--- Selected passage Enclosed Below ---

In those outbreaks, Iwata said, "I never had fear of getting infections myself ... because I know how to protect myself and how to protect others."
"But inside Princess Diamond, I was so scared," he added. "I was so scared of getting COVID-19 because there was no way to tell where the virus is."
Criticizing a lack of carefulness on the ship, Iwata said there was also no clear leadership role by medical experts.
"There was no single professional infection control person inside the ship, and there was nobody in charge of infection prevention as a professional. The bureaucrats were in charge of everything," he said.
When he raised those concerns with a senior officer of Japan's health ministry Iwata added, the official was "very unhappy" with his suggestions for improving protections on the ship.
In his video, Iwata also noted that Japan, unlike the U.S. and other countries, does not have an agency with the specific task of combating disease and infections, such as the U.S. Centers for Disease Control and Prevention and similar agencies in other countries.
The Wall Street Journal reported that the health minister told a news conference late Wednesday that Iwata had violated the terms under which he boarded the Diamond Princess and had been ordered to leave.
Passengers face new quarantines and restrictions
Roughly 3,700 passengers and crew were aboard the Diamond Princess when it pulled into the Yokohama terminal south of Tokyo.
People who have tested positive for the virus have been taken off the ship and sent to local hospitals — and their traveling partners and close contacts put under a fresh 14-day quarantine order.
Those passengers who have been declared free of the virus and are leaving the ship for the first time in two weeks face a confusing array of circumstances. Many will be forced to undergo a 14-day quarantine upon their return home – reflecting a lack of trust in the effectiveness of the ship's quarantine. Others can remain in Japan under their own recognizance but are still barred from returning home for two weeks.
The family of passenger Aun Na Tan of Australia was hit with an 11th-hour setback when her daughter, Kaitlyn, tested positive for COVID-19. They got the news after stacking their luggage near the front door, awaiting their turn to leave the ship.

--- End of Enclosed Selected passage ---
--- Dataset records Enclosed Below ---

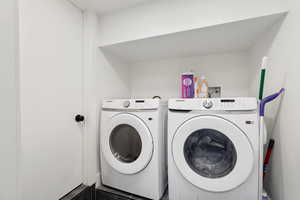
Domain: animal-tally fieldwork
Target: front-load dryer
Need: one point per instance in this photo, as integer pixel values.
(133, 146)
(214, 149)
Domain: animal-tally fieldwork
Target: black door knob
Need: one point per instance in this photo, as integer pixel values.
(79, 118)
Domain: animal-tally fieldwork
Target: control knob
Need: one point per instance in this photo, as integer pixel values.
(126, 104)
(208, 104)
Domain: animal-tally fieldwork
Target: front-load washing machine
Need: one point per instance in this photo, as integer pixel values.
(133, 146)
(214, 149)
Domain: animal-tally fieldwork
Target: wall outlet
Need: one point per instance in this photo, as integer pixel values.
(214, 92)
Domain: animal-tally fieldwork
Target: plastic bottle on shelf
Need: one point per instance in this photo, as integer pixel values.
(187, 85)
(203, 88)
(196, 87)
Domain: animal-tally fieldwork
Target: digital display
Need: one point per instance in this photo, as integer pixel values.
(227, 100)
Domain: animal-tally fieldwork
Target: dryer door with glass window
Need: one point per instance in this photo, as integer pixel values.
(127, 144)
(212, 153)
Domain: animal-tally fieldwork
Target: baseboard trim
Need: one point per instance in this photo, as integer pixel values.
(82, 192)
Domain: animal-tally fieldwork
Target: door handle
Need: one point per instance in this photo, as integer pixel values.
(79, 118)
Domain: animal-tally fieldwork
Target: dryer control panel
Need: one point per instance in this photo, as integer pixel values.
(132, 104)
(228, 104)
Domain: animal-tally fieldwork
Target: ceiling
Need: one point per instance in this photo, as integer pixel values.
(104, 6)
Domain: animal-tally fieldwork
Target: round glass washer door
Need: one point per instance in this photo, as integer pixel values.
(127, 144)
(212, 153)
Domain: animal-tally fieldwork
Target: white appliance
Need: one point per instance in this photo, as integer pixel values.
(214, 149)
(133, 146)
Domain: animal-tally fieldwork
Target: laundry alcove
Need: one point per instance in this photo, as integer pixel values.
(227, 53)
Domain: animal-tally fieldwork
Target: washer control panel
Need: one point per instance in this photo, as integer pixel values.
(208, 104)
(131, 104)
(228, 104)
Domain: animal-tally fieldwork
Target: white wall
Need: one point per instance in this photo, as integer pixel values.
(163, 17)
(162, 78)
(8, 100)
(283, 71)
(105, 77)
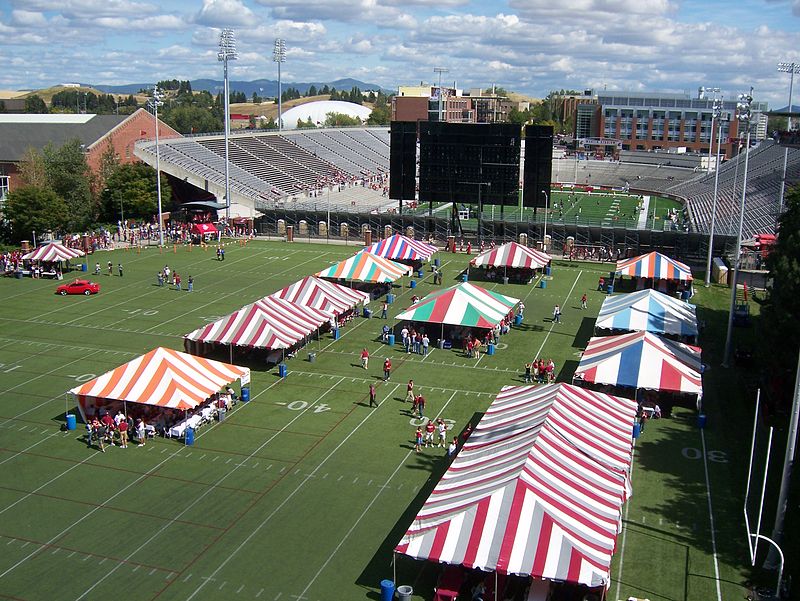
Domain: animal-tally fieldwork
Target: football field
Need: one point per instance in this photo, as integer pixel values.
(302, 493)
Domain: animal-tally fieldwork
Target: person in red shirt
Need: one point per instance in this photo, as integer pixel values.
(430, 429)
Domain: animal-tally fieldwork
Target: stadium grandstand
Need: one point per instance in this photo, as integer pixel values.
(346, 170)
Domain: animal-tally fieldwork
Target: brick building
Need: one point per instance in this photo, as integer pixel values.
(19, 132)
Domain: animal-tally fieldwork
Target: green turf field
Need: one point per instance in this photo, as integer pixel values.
(616, 209)
(302, 493)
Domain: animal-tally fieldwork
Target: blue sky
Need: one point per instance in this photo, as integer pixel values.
(528, 46)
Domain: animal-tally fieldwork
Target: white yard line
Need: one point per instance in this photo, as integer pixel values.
(624, 527)
(539, 352)
(711, 516)
(288, 498)
(191, 505)
(333, 553)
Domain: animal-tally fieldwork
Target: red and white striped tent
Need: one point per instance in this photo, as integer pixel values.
(536, 490)
(654, 265)
(642, 360)
(512, 254)
(402, 248)
(163, 377)
(53, 252)
(269, 323)
(323, 295)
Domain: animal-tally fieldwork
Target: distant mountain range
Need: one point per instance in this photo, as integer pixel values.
(262, 87)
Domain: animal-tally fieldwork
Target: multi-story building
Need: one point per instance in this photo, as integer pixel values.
(649, 121)
(422, 103)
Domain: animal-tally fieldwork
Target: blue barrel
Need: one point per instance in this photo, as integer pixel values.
(387, 590)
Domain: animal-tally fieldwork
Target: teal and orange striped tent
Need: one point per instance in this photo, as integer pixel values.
(461, 305)
(366, 267)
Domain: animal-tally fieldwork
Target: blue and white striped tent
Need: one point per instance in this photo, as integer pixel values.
(648, 311)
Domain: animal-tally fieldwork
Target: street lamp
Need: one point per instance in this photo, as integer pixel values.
(718, 115)
(546, 208)
(156, 101)
(227, 52)
(743, 109)
(790, 68)
(441, 70)
(279, 56)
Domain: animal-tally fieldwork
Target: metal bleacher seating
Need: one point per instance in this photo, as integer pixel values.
(764, 175)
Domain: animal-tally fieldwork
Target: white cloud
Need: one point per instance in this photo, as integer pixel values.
(224, 13)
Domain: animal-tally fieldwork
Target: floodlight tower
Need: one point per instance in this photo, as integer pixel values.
(227, 52)
(790, 68)
(440, 70)
(279, 56)
(155, 102)
(718, 116)
(744, 114)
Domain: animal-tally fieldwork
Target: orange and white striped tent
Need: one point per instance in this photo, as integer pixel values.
(163, 377)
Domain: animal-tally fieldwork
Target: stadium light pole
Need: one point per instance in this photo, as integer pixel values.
(546, 208)
(156, 101)
(743, 108)
(227, 52)
(714, 116)
(440, 70)
(790, 68)
(718, 114)
(279, 56)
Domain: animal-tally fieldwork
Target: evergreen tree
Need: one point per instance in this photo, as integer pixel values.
(31, 208)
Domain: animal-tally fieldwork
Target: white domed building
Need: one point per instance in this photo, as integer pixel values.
(318, 112)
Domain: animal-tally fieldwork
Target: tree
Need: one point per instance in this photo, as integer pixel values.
(68, 175)
(30, 208)
(34, 104)
(132, 189)
(31, 169)
(780, 313)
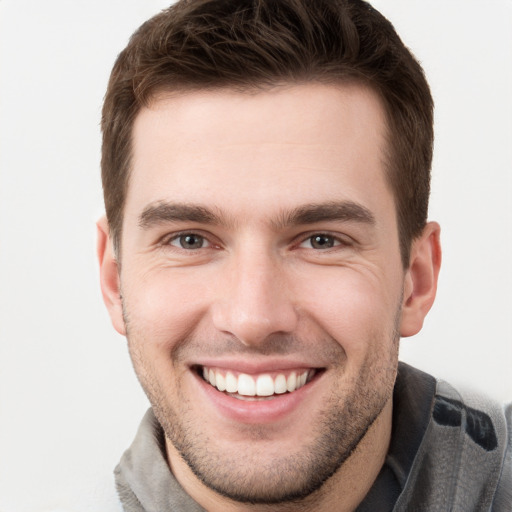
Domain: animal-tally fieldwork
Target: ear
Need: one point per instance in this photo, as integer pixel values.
(109, 276)
(420, 283)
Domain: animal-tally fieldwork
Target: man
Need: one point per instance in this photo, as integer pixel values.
(266, 171)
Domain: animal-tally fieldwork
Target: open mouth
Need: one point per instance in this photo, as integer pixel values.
(263, 386)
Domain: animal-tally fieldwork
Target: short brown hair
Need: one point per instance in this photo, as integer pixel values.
(251, 44)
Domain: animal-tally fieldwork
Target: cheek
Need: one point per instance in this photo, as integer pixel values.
(164, 307)
(356, 308)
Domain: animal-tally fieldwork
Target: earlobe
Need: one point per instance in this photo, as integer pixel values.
(109, 276)
(420, 284)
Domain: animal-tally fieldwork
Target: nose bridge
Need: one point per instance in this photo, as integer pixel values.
(255, 300)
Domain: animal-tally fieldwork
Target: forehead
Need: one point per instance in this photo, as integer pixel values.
(285, 146)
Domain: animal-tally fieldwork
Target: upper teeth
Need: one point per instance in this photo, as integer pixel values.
(261, 385)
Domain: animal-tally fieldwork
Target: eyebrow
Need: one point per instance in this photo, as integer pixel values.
(332, 211)
(163, 212)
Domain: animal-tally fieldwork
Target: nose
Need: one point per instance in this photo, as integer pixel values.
(256, 300)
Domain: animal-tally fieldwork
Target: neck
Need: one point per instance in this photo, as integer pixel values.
(343, 492)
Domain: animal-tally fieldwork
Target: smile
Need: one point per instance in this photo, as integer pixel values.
(256, 387)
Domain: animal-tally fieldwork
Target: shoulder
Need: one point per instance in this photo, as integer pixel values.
(464, 460)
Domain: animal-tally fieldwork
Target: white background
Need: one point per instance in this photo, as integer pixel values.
(69, 402)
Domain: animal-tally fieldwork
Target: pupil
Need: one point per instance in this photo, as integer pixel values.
(191, 241)
(322, 241)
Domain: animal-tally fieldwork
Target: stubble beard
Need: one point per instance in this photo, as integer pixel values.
(243, 475)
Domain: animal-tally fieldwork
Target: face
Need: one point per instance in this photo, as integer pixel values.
(262, 283)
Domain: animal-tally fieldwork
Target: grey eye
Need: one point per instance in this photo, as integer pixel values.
(322, 241)
(189, 241)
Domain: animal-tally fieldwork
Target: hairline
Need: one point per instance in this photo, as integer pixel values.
(163, 92)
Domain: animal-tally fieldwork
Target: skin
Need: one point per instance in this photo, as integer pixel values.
(255, 292)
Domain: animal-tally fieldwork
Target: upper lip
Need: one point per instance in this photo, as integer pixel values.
(257, 367)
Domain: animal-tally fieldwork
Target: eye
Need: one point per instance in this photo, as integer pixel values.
(189, 241)
(320, 241)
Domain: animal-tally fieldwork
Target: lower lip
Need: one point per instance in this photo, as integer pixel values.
(257, 411)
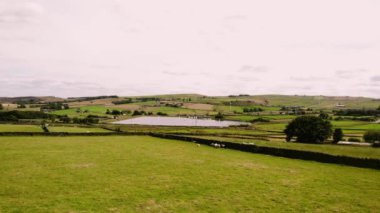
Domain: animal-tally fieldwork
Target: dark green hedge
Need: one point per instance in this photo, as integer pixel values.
(288, 153)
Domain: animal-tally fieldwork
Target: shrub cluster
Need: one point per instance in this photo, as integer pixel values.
(308, 129)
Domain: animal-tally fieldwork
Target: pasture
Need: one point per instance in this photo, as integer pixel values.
(145, 174)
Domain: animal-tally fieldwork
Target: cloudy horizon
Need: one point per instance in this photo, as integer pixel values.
(114, 47)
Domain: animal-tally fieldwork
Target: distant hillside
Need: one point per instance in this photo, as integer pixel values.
(30, 99)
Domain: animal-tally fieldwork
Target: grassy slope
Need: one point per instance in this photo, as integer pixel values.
(363, 152)
(37, 128)
(144, 174)
(20, 128)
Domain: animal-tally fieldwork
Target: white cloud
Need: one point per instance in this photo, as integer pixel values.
(83, 47)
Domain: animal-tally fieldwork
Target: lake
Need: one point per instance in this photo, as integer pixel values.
(178, 121)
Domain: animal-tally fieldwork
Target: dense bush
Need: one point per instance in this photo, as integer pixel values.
(308, 129)
(371, 136)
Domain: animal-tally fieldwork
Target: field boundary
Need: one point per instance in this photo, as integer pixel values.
(282, 152)
(72, 133)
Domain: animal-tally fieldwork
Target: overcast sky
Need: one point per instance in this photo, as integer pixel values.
(213, 47)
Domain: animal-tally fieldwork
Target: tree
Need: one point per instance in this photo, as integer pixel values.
(371, 136)
(308, 129)
(338, 135)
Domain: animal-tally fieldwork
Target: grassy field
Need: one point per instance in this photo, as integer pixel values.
(144, 174)
(92, 110)
(20, 128)
(37, 128)
(362, 152)
(74, 129)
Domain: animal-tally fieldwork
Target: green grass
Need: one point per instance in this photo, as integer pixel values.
(362, 152)
(37, 128)
(74, 129)
(92, 110)
(144, 174)
(20, 128)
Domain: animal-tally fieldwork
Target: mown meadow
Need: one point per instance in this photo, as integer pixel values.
(145, 174)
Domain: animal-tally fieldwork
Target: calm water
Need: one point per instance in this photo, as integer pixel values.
(178, 121)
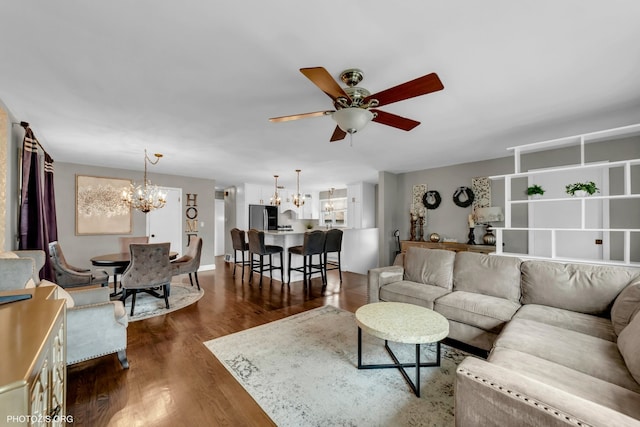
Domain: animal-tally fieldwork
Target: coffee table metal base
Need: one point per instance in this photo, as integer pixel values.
(415, 386)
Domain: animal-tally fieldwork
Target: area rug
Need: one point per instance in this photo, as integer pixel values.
(181, 295)
(302, 371)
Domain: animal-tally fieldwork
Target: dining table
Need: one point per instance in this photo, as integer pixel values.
(119, 262)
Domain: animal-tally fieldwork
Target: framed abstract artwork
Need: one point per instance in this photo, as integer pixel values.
(99, 206)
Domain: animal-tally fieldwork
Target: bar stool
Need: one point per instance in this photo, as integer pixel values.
(333, 243)
(238, 238)
(313, 244)
(257, 247)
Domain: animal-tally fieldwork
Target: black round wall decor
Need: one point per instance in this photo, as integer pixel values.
(431, 199)
(463, 197)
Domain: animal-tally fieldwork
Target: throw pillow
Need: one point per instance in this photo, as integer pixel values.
(629, 346)
(625, 307)
(8, 255)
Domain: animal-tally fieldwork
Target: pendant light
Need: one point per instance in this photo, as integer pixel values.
(146, 196)
(298, 199)
(275, 199)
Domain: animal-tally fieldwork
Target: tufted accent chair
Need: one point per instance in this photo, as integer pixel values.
(69, 276)
(149, 270)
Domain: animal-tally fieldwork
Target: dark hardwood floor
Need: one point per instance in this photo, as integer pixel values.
(173, 380)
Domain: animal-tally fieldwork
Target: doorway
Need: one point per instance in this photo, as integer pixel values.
(165, 225)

--- End of Enclosed Dataset records ---

### Required work
Carry on the news report about the Diamond Princess quarantine from the point where it stops, starting after its final sentence.

### Expected answer
"It wasn't a pretty sight for me and Kaitlyn," Tan wrote, describing the impact of the bad news. "The boys were calmer. We have bounced back now."
The good news, she added, is that her daughter hasn't developed symptoms of the respiratory illness. And Tan said that she and her husband and son planned to stay with her daughter.
"We decided not to be separated," Tan said on Instagram. "They are trying to find a hospital which will take all 4 of us."
The embassies of Canada, Australia and Hong Kong are arranging for their citizens to travel home via charter flights this week, Princess Cruises said Wednesday. All of those governments and the U.S. are requiring a second quarantine, the cruise line says.
The U.S. government brought more than 300 American passengers back stateside on chartered repatriation flights early this week. Those passengers are now quarantined at military bases in California and Texas — and 14 of them who tested positive for COVID-19 are in hospitals.
Americans who stayed aboard are on temporary no-fly list
Some 61 U.S. citizens were not flown home and remained on board the Diamond Princess. The Department of Homeland Security has temporarily put those Americans on a federal no-fly list to bar them from traveling to the U.S., the CDC says.
"This action has been taken because you are reasonably suspected of having had an exposure to novel coronavirus (COVID-19) while onboard the Diamond Princess cruise ship," the CDC said in a letter to the passengers.
Anyone who tries to subvert the travel ban by flying first to Mexico or Canada "will be stopped by U.S. Customs and Border Protection officials," the CDC adds.